*WHAT YOU ARE ASKED TO DO*.
Omit the pictures from the entries below and retype everything else exactly.

*EXTRACTED RECORDS*.
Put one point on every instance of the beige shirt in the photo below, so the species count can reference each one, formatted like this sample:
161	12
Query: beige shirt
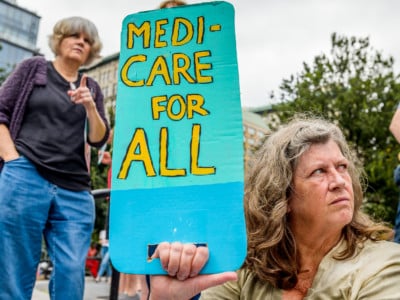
373	274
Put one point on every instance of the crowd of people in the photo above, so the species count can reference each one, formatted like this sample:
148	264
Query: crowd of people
307	236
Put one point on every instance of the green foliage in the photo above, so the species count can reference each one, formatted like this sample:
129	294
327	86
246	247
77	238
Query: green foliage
356	87
3	73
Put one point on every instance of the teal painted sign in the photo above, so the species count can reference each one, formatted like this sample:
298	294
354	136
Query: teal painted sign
177	169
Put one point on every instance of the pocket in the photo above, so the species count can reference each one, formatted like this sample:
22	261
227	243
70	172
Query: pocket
11	160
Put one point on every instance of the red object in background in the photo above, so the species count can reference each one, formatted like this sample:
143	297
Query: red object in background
92	264
92	261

*PROBLEM SOLUTION*.
Put one point on every instance of the beige shirt in the photo below, so the species count can reference each one, formatted like this sample:
161	12
Query: beige shirt
373	274
Put one point on every instance of the crowd of people in the photo above, so the species count can reference each one, formatted like this sample:
148	264
Query: crowd of people
307	236
Put one point on every instance of the green foliage in the photo above, so the species count can reference each one, formatted like this sample:
129	294
327	86
246	247
77	238
Query: green foliage
356	87
3	73
Put one point on every instance of the teal painted sign in the photo above, so the species count can reference each one, formatted like this sample:
298	294
354	136
Query: teal painted sign
177	169
Put one point on every instance of the pocket in the photo above, so the species count can reference each one, formatted like this sample:
22	261
227	243
70	172
Query: pocket
11	160
Put one point on every instance of the red object in background in the photo above, so the species count can reference each one, formatted like this sample:
143	297
Query: red object in background
92	264
92	261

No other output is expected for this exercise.